SET EXERCISE:
Which lines below contain the word "stone"? Copy each of them.

***** DATA SHOWN

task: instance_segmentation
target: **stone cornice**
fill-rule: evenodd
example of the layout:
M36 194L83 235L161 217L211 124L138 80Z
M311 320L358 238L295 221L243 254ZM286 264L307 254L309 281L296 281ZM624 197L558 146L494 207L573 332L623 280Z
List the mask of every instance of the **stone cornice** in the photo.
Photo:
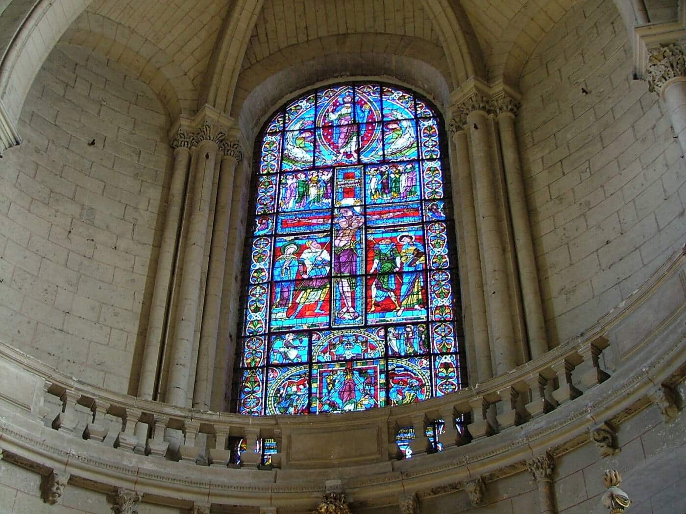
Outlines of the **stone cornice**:
M665 84L686 76L686 41L650 49L646 71L649 91L662 95Z

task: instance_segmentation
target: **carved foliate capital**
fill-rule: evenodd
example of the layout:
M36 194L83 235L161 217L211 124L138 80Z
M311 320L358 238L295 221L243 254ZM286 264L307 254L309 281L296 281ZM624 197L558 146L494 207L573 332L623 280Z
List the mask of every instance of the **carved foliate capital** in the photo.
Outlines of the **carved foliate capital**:
M526 461L529 472L536 482L552 480L555 470L555 459L547 452L543 455Z
M521 107L521 102L506 93L499 95L493 99L495 114L510 114L517 116L517 111Z
M239 162L243 160L243 147L237 139L225 138L219 147L224 152L224 156L233 157Z
M467 97L457 105L458 116L465 120L471 112L482 110L488 114L495 112L495 104L493 101L480 93L475 93Z
M648 88L661 94L671 79L686 76L686 44L683 41L648 50Z
M352 514L343 493L327 493L312 514Z
M194 134L189 134L184 128L180 128L172 138L171 146L174 149L177 148L190 148L193 146L194 138Z
M213 141L217 145L221 145L225 137L226 132L223 126L213 121L205 120L196 132L193 143L195 146L203 141Z
M486 485L481 477L475 480L468 482L464 485L464 490L469 496L469 501L474 506L480 505L484 501L484 493L486 492Z
M467 124L467 117L462 112L453 117L448 123L448 132L454 136L460 130L464 130Z
M120 487L115 493L113 514L138 514L138 503L142 499L142 493Z
M659 386L650 391L648 397L660 409L665 423L674 421L679 413L676 395L669 387Z
M419 500L416 494L403 496L398 502L401 514L419 514Z
M591 440L598 447L600 456L603 458L611 455L616 455L621 451L617 445L617 437L614 429L606 423L603 423L591 429L589 432Z
M45 477L43 482L43 501L50 505L57 503L64 491L69 474L55 470Z

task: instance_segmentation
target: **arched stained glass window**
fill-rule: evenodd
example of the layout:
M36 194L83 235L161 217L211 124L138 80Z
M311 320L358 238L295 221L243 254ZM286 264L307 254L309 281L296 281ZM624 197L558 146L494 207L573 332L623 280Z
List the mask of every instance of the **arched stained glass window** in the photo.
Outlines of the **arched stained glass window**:
M267 123L246 238L237 411L318 414L464 385L439 117L338 84Z

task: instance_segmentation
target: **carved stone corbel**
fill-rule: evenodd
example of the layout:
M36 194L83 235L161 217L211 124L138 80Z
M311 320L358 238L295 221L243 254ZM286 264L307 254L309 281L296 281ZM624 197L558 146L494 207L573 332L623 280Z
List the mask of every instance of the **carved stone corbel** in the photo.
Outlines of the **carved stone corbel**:
M419 514L419 500L416 494L403 496L398 502L401 514Z
M679 413L676 395L669 387L658 386L648 394L650 401L655 404L662 413L665 423L671 423Z
M600 500L603 506L609 509L610 514L622 514L631 504L628 495L617 487L622 483L622 475L614 469L606 469L603 483L607 488Z
M464 485L464 490L473 506L481 505L484 501L484 494L486 493L486 484L480 476L475 480L466 482Z
M343 493L327 493L312 514L352 514Z
M138 514L138 503L143 499L143 494L136 491L129 491L119 487L115 493L113 514Z
M69 480L71 475L63 471L53 470L52 473L43 478L43 501L50 505L54 505L62 498L64 487Z
M672 79L686 75L686 45L677 41L648 50L648 88L659 95Z
M591 440L598 447L601 458L616 455L622 451L622 449L617 445L617 435L615 430L607 423L603 423L591 428L589 435Z

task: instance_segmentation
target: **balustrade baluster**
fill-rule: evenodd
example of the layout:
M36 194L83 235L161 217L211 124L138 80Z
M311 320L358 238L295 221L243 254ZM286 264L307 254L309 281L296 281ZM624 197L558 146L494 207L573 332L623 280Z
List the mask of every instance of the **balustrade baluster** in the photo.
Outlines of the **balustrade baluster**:
M470 400L469 406L471 408L472 422L467 426L467 430L472 439L478 439L493 435L495 432L493 426L486 417L488 402L482 396L479 396Z

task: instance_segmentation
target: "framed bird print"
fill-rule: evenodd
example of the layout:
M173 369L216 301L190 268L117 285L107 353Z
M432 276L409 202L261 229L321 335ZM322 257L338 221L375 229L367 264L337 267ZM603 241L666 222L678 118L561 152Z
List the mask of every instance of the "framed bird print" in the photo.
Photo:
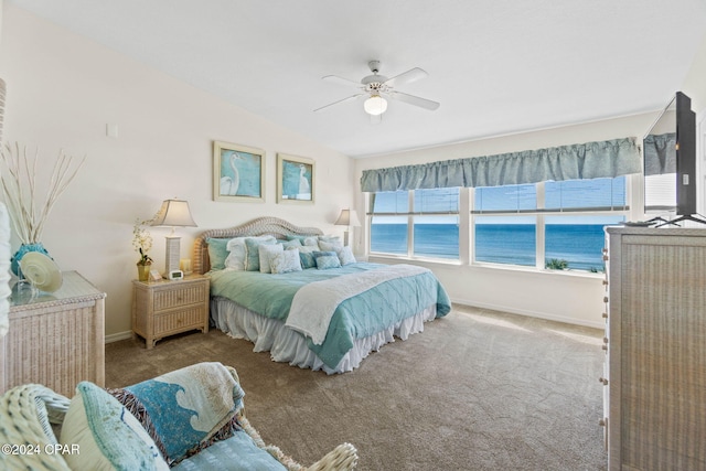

**********

RESULT OF THE EXERCISE:
target: **stone cornice**
List the mask of every instance of the **stone cornice** in the photo.
Outlines of the **stone cornice**:
target: **carved stone corbel**
List the mask of every instance of the **carved stone corbel** in the photo.
Outlines of the **carved stone corbel**:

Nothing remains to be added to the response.